See archived articles

Fusion research in Europe

Working it out together

Kirsten Haupt

In Europe, fusion research is structured around a goal-oriented roadmap that closely involves universities, research laboratories and industry. Sibylle Günter, the scientific director of the Max-Planck Institute for Plasma Physics (IPP) in Germany, can speak to how the framework works from the inside. During a recent visit to ITER Headquarters she was able to give us her views on the advantages of broad scientific cooperation on fusion and how ITER is benefitting.
 
Sibylle Günter sheds light on how scientific cooperation in Europe benefits fusion research. (Click to view larger version...)
Sibylle Günter sheds light on how scientific cooperation in Europe benefits fusion research.
Europe is home to many different fusion devices, all conducting experiments in the quest for fusion electricity. How do they work together?

EU countries have a long history of working together on fusion research. With ITER being the main goal of these efforts, we use many of the already existing devices to prepare for ITER operation by exploiting their specific strengths. It's like a step ladder approach—we can test new ideas with the smaller and more flexible machines.

Let me give you an example. The tokamak at IPP, ASDEX Upgrade, has a very similar shape to JET (Joint European Torus) and ITER. Carbon used to be the material considered for the plasma chamber walls. But, carbon is easily eroded by the plasma and it traps the plasma fuel tritium. So, we were pioneering tungsten as the material for the plasma chamber wall instead of carbon.

Tungsten is a metal that was under consideration due to its very high melting point. But as it is not fully ionized, even at fusion-relevant temperatures, it emits significant line radiation. Therefore, you can tolerate only a tiny amount of tungsten in the plasma of a fusion power plant.

We ran several campaigns with tungsten as the plasma chamber wall material at ASDEX Upgrade and learned how to avoid tungsten accumulation in the plasma centre. When the results came back positive, JET used tungsten to build an ITER-like vessel wall. The ASDEX Upgrade scientists supported JET in learning to operate with metal walls. Now, JET is the machine that ITER can rely on for findings on a tungsten divertor. We have a really successful joint program in preparing ITER operational scenarios.

We exploit our facilities in a joint and coordinated manner. We all focus on ITER wherever possible, but we are open-minded and are also looking ahead at DEMO, the demonstration fusion power plant that will come after ITER.

The successful operation of the ITER plant is the spearhead of the European fusion research. How can work at ITER contribute to the research efforts at Europe's laboratories and fusion devices?

I hope we will learn a lot. We all work for ITER because we want to see a burning plasma. We want to learn from ITER how plasma physics work in a running fusion reactor and feed the findings back into the development of our DEMO design. ITER will give us a whole catalogue of lessons learned that will help us answer many questions: How do we build a reactor? What can we learn from the ITER model on international cooperation? Which new technologies can we take on from ITER?

Entries from an annotation dataset:
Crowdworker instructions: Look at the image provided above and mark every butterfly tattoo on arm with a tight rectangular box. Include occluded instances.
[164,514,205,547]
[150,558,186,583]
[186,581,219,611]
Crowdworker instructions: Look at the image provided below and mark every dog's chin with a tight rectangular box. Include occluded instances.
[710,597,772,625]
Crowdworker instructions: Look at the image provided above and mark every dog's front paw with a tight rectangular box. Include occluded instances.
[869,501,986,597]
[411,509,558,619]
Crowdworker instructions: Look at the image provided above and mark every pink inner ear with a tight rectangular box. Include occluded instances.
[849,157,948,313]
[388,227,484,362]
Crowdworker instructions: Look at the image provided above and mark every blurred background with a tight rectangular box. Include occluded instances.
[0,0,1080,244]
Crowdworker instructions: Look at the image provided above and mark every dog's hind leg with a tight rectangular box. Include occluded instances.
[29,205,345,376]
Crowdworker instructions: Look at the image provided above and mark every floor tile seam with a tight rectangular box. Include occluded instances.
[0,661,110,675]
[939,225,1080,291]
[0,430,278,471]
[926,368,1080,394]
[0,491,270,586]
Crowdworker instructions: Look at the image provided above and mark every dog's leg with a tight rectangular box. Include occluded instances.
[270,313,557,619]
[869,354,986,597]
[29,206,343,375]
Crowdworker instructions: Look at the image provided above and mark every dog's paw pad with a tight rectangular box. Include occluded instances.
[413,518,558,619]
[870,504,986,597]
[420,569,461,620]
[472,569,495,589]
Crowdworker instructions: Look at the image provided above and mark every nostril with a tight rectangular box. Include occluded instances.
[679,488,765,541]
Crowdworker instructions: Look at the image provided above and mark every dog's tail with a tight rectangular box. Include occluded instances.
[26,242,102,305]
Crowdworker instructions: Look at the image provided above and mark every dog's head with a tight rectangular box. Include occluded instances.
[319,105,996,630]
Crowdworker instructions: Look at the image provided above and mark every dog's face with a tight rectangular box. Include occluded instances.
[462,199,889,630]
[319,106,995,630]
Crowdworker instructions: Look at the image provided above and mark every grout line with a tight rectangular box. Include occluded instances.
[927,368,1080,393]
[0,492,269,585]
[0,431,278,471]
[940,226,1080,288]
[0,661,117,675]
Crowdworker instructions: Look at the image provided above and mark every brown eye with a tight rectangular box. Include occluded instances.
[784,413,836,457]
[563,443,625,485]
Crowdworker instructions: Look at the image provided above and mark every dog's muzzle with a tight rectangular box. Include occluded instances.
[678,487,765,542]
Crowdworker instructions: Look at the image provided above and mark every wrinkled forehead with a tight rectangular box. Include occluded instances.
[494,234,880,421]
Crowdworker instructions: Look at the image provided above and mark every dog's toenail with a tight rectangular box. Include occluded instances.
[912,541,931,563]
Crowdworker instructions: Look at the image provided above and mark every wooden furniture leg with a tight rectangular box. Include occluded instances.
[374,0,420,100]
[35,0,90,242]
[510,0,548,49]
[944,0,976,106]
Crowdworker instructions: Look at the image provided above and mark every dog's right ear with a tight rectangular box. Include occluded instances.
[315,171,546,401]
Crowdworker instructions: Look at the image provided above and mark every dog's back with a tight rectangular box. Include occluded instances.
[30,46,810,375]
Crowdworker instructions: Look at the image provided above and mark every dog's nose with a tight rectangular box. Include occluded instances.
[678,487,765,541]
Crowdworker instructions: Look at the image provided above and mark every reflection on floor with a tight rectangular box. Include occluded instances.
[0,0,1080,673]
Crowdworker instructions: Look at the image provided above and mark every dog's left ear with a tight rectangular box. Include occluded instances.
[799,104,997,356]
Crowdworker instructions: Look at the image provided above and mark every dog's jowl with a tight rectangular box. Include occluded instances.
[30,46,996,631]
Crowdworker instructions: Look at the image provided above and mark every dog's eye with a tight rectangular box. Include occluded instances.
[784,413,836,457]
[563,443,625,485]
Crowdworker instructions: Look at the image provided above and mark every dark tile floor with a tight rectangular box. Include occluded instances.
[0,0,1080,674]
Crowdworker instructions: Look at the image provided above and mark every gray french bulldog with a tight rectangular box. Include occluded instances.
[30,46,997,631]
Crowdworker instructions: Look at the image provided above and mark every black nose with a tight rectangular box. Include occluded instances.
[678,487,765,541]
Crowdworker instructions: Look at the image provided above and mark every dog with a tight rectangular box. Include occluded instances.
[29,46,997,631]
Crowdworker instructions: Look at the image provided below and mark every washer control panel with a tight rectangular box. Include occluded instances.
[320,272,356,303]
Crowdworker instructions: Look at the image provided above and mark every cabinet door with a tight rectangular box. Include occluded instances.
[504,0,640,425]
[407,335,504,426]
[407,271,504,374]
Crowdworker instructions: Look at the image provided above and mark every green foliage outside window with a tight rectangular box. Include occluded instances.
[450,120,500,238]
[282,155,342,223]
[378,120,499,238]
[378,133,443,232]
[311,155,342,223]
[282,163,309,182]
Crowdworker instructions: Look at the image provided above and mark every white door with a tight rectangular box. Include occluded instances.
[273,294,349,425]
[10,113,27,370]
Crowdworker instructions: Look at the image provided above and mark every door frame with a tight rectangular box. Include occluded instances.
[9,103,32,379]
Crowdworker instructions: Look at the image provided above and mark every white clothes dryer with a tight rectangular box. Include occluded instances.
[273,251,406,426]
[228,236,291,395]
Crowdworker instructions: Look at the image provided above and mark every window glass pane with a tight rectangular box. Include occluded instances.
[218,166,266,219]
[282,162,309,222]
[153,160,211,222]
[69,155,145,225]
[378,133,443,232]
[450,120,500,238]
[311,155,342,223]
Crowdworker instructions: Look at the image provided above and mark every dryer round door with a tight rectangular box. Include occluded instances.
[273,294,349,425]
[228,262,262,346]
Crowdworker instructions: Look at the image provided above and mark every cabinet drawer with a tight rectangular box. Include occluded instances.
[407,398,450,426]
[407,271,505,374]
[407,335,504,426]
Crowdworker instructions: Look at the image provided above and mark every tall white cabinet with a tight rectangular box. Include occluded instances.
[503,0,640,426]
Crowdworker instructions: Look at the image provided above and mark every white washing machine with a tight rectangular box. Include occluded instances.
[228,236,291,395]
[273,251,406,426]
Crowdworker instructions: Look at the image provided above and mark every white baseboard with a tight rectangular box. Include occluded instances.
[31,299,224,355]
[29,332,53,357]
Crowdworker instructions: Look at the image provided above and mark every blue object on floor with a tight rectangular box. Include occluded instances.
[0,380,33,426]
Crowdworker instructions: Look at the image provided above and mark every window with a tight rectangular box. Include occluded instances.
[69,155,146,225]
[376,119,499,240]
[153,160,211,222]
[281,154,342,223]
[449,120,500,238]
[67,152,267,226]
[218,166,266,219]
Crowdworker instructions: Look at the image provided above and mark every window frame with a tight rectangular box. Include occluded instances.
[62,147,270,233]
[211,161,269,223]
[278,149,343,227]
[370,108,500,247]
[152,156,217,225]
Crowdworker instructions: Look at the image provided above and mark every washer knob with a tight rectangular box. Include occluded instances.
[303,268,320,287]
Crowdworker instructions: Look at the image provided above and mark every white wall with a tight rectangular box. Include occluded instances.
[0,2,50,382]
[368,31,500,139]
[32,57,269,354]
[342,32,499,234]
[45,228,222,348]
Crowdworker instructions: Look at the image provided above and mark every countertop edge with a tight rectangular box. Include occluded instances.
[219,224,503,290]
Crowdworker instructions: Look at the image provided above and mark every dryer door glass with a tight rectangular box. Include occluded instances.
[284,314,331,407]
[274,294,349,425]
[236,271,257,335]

- _What you will do_
**a)** Retype the records starting at the line containing "every dog's nose" and ending at the line containing "[0,0,1080,673]", both lines included.
**b)** Extend the interview on fusion research in Europe, picking up after its final sentence.

- _Answers in order_
**a)**
Crowdworker instructions: Look at the image provided above and mark every dog's nose with a tight rectangular box. Include occluded instances.
[678,487,765,541]
Crowdworker instructions: Look at the image provided above and mark every reflection on floor with a tight rectangular box. Include occluded instances.
[0,0,1080,673]

**b)**
Two different designs for a fusion power plant dominate current research—the stellarator and the tokamak. Do we need both?

In 50 years of fusion research we have seen many different configurations for fusion devices, including new designs by start-up companies in the US. The first-ever fusion device was a stellarator, but it was outrivaled by the tokamak with its better confinement properties. Now, with the help of high-performance computers in optimizing the magnetic field structure, the stellarator can be made to work.

A theorist with an interest in the practical uses of physics

Sibylle Günter is a German theoretical physicist, working primarily in the field of plasma physics. Although a theorist, she is passionate about practical applications of her field. Consequently, she became a staff scientist at the Max Planck Institute for Plasma Physics, IPP, in Garching, Germany, in 1996. Four years later, she assumed the position of Head of the Tokamak Physics Division. Since February 2011 she has been IPP's Scientific Director.

There is no real competition between the two designs. Both have advantages and disadvantages. The tokamak's advantages come from its good plasma confinement properties, plus it is relatively easy to build. Its disadvantages relate mostly to the possibility of disruptions, which are the biggest fear for power plants. So, as long as we have not resolved the issue of disruptions we should continue looking at the stellarator design as an option in any case. Its advantages stem from its intrinsic steady-state operation and higher plasma densities.

Does this mean that the stellarator design is considered an option for another DEMO project?

In our EU roadmap, the DEMO fusion power plant is clearly based on a tokamak design. The stellarator has not yet proved that it can achieve the plasma confinement properties that the tokamak design has been demonstrating. This is the task of Wendelstein 7-X at IPP Greifswald. The EU roadmap has set a decision point regarding the future of the stellarator program at around 2025. In any case, we all work to make ITER a success, as the basis of a DEMO fusion power plant.